### [Passage]

———

The right way involves Senator Jon Tester’s Blackfoot Clearwater Stewardship Act (S. 507), which would add 80,000 acres to the Bob Marshall, Scapegoat, and Mission Mountains Wilderness Areas, create and sustain recreation opportunities for snowmobilers and mountain bikers, safeguard hunting grounds and fisheries, and support forest restoration jobs. The bill has won support from timber, recreation, and conservation interests because it represents a careful compromise.

Today, Montana Wildlife Federation, in a telephone press conference with Senator Jon Tester, released a poll showing the broad support for the Blackfoot Clearwater Stewardship Act (BCSA) among Montanans. 

The wrong way involves two bills (H.R. 5148 and H.R. 5149) introduced less than two weeks ago by Congressman Greg Gianforte stripping protection from more than 800,000 acres of treasured public lands across the state. These two bills represent the biggest rollback on public land protection in Montana history.

Today, we found out that Rep. Gianforte sent a letter to Congressional leaders on March 8th requesting they include his two anti-public lands bills in a legislative package attached to the Omnibus Appropriations Bill.  He made the request a mere seven days after introducing the bills.

———

### [Task set]
[A] Answer these questions using the passage on Montana public lands bills:
(i) How many acres would the Blackfoot Clearwater Stewardship Act add to wilderness areas?
(ii) Which organization released the poll on support for the act?
(iii) On what date did Rep. Gianforte send his letter to Congressional leaders?
[B] Proceed with the passage on Montana public lands bills, picking up right after its final sentence.

[Source data]
———

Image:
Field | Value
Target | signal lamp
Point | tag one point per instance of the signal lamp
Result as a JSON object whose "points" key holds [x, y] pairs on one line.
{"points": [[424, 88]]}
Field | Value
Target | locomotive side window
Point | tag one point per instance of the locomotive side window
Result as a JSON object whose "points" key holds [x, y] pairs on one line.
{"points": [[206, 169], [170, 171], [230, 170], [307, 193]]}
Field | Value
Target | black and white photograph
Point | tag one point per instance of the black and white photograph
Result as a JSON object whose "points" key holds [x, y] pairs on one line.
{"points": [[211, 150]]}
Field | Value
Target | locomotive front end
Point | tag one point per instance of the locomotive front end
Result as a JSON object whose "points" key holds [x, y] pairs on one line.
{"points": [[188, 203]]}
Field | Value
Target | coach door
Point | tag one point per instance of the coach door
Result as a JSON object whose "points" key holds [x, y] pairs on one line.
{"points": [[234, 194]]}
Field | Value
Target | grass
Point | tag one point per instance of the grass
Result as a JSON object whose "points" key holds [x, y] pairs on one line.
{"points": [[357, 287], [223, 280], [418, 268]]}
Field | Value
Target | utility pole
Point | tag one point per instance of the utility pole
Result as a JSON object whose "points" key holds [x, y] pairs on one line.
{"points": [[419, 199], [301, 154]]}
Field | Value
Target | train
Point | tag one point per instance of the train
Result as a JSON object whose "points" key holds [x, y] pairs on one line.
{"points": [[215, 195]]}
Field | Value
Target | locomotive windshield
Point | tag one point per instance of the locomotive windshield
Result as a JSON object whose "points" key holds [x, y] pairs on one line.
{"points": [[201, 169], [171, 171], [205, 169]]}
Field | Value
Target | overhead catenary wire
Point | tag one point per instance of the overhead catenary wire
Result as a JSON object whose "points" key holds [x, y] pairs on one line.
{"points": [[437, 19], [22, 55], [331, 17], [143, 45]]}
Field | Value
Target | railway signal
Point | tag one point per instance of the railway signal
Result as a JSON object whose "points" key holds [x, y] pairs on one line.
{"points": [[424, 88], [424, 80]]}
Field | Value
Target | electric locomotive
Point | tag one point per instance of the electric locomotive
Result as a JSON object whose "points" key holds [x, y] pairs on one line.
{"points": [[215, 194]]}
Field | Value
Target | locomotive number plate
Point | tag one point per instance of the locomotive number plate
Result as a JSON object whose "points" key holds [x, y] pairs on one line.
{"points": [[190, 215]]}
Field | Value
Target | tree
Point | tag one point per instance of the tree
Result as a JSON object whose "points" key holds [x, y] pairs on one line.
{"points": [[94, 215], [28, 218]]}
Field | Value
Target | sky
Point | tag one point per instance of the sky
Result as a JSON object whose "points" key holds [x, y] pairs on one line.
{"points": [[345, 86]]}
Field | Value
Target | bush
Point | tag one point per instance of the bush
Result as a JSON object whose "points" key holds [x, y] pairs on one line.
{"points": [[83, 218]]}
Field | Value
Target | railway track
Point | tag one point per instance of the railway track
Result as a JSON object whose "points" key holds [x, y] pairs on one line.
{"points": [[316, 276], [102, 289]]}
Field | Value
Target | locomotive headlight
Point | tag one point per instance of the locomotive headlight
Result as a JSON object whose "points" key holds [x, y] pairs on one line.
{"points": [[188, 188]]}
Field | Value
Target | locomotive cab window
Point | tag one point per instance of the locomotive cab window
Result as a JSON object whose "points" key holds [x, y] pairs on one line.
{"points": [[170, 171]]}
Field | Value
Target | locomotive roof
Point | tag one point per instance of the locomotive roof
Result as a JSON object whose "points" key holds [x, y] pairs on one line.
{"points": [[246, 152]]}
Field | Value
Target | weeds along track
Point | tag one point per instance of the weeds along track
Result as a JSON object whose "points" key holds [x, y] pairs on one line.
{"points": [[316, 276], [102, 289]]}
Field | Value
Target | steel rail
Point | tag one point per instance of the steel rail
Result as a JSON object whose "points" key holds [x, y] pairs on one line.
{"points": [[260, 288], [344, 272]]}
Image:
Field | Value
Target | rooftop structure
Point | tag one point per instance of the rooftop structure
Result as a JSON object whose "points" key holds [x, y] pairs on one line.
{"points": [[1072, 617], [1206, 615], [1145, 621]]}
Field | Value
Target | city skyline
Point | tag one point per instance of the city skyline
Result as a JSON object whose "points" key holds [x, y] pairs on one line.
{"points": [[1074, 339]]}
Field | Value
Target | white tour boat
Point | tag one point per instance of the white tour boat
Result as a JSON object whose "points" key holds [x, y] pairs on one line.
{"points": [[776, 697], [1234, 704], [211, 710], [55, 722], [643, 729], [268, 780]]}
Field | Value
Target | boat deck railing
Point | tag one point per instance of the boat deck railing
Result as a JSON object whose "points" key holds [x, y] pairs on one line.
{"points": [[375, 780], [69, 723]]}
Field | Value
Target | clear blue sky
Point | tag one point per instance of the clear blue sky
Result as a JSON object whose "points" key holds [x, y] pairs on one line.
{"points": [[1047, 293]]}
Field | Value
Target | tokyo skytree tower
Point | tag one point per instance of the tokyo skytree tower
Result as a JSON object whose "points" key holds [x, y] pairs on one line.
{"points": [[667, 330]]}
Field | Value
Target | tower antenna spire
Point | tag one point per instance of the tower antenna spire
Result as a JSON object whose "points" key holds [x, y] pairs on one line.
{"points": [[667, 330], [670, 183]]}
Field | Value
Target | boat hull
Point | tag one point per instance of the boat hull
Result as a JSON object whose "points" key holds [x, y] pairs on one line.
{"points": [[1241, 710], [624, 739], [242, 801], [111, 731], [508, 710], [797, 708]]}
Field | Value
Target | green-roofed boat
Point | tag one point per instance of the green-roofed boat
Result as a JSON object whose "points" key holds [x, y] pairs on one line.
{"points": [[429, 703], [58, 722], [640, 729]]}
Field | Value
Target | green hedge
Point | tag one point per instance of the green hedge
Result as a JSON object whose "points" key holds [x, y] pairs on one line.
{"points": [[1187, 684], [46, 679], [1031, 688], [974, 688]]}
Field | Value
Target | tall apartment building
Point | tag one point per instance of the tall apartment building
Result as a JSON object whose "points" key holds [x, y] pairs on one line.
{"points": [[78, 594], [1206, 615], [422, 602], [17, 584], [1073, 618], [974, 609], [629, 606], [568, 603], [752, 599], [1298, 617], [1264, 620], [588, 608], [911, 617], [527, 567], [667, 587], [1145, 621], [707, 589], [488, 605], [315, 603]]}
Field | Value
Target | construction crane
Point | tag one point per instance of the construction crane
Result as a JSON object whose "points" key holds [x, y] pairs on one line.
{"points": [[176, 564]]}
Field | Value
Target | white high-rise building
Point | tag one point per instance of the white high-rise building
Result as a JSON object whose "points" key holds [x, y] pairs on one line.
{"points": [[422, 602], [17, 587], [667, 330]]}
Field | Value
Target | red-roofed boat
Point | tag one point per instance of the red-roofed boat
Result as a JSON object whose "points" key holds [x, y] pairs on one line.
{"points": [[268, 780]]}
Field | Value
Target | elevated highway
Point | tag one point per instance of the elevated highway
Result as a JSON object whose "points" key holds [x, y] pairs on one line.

———

### [Results in order]
[A]
(i) 80,000 acres
(ii) Montana Wildlife Federation
(iii) March 8th

[B]
The poll released today reveals:

  • 68 percent of Montanans support the BCSA and only 27 percent oppose 
  • 79 percent of Democrats, 63 percent of Republicans, and 63 percent of independents expressed support for the proposal
  • 75 percent of Montanans say they would be more likely to support a forest management plan developed through a collaborative approach, versus only 10 percent who would be less likely.
  • 85 percent of Montanans think that members of Congress should hold in-person town hall meetings to hear from the public about public land management issues.

The BCSA was hammered out over ten years by a diverse group of Montanans representing timber, ranching, conservation, outfitting, business, outdoor recreation, and other interests. The compromise, transparency, and abundant public input that went into the BCSA no doubt accounts for the bill’s popularity.  We are grateful to Sen. Tester for listening to Montanans and for championing this collaborative proposal in Congress. 

In stark contrast, Rep. Gianforte’s two bills opening 29 wilderness study areas (WSAs) to hard-rock mining, oil and gas development, and expanded motorized use were introduced without any public notice.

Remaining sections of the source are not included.